CONSIGNE 1:
D'après l'extrait sur la justice corrective, qui la loi punit-elle souvent sans qu'on puisse l'accuser d'être inique ?

EXTRAIT DU DOCUMENT:
+ + + + + + +
Si la conception d’une justice distributive idéale implique de telles difficultés, celles que soulève la notion d’une justice corrective, qui proportionne exactement le châtiment au démérite, ne sont pas moindres. L’appréciation du démente n’est pas plus aisée que celle du mérite, et d’ailleurs la loi punit souvent, sans qu’on puisse l’accuser d’être inique, l’auteur, même involontaire, d’un dommage. On dira que la négligence qui cause un tort à autrui est toujours coupable, car il était toujours possible de l’éviter par une attention plus scrupuleuse. Mais en est-on bien sûr ? N’est-il pas des cas où toute prévoyance humaine est impuissante ? Comment alors justifier la peine qu’inflige la loi, sinon par des considérations exclusivement utilitaires ?
+ + + + + + +
DONNÉES FOURNIES:
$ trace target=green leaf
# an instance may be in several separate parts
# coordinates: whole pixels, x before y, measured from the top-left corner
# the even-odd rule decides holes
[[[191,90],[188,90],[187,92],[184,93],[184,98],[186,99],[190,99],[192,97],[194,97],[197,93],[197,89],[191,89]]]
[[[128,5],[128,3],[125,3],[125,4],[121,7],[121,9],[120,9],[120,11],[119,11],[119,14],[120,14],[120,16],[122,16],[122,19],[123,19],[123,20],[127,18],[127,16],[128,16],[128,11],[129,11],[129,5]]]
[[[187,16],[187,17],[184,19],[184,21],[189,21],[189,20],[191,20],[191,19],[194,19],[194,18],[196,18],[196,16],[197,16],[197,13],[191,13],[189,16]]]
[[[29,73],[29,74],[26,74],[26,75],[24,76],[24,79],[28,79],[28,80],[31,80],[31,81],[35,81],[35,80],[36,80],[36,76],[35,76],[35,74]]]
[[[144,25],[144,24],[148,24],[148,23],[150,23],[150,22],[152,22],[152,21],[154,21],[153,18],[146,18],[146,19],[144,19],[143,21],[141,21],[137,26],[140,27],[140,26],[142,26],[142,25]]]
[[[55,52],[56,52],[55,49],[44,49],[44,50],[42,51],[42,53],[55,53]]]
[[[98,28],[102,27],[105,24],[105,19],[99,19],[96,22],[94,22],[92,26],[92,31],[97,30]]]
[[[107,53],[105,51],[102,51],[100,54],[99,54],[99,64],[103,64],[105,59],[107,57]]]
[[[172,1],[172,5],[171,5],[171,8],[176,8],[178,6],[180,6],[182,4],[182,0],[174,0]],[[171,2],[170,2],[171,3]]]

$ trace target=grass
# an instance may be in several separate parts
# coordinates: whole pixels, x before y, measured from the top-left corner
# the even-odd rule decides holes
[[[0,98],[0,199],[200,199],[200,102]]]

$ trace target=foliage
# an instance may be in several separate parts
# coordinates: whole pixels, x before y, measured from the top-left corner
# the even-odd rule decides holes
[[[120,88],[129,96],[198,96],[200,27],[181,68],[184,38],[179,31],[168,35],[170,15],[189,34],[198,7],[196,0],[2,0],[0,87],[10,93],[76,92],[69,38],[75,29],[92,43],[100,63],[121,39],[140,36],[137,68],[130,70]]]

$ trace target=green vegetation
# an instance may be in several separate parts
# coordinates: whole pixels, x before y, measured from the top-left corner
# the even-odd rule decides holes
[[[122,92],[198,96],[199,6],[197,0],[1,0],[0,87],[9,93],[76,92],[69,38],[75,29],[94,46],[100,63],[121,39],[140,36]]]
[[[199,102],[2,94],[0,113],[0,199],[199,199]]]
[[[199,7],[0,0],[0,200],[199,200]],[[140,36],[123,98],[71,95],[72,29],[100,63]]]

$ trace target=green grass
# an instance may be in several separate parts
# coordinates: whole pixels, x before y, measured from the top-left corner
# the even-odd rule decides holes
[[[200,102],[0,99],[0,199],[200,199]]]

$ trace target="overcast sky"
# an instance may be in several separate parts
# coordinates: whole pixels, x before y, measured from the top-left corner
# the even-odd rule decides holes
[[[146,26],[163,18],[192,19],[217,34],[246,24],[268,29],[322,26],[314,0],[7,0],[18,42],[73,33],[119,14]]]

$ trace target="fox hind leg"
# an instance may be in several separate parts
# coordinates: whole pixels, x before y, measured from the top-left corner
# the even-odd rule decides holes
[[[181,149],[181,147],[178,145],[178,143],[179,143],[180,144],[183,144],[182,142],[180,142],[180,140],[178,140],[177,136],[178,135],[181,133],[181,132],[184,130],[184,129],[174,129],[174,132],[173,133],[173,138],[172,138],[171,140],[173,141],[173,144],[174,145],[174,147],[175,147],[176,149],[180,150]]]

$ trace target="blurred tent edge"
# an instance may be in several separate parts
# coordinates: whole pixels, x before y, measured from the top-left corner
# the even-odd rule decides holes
+ + + + + + +
CONSIGNE 2:
Sélectionnez, s'il vous plaît, toutes les lignes ci-dessus qui contiennent la chaîne « target », en respectant la casse.

RÉPONSE ATTENDUE 1:
L'auteur, même involontaire, d'un dommage.

RÉPONSE ATTENDUE 2:
$ trace target=green leaf
$ trace target=grass
$ trace target=foliage
$ trace target=green vegetation
$ trace target=green grass
$ trace target="overcast sky"
$ trace target="fox hind leg"
$ trace target="blurred tent edge"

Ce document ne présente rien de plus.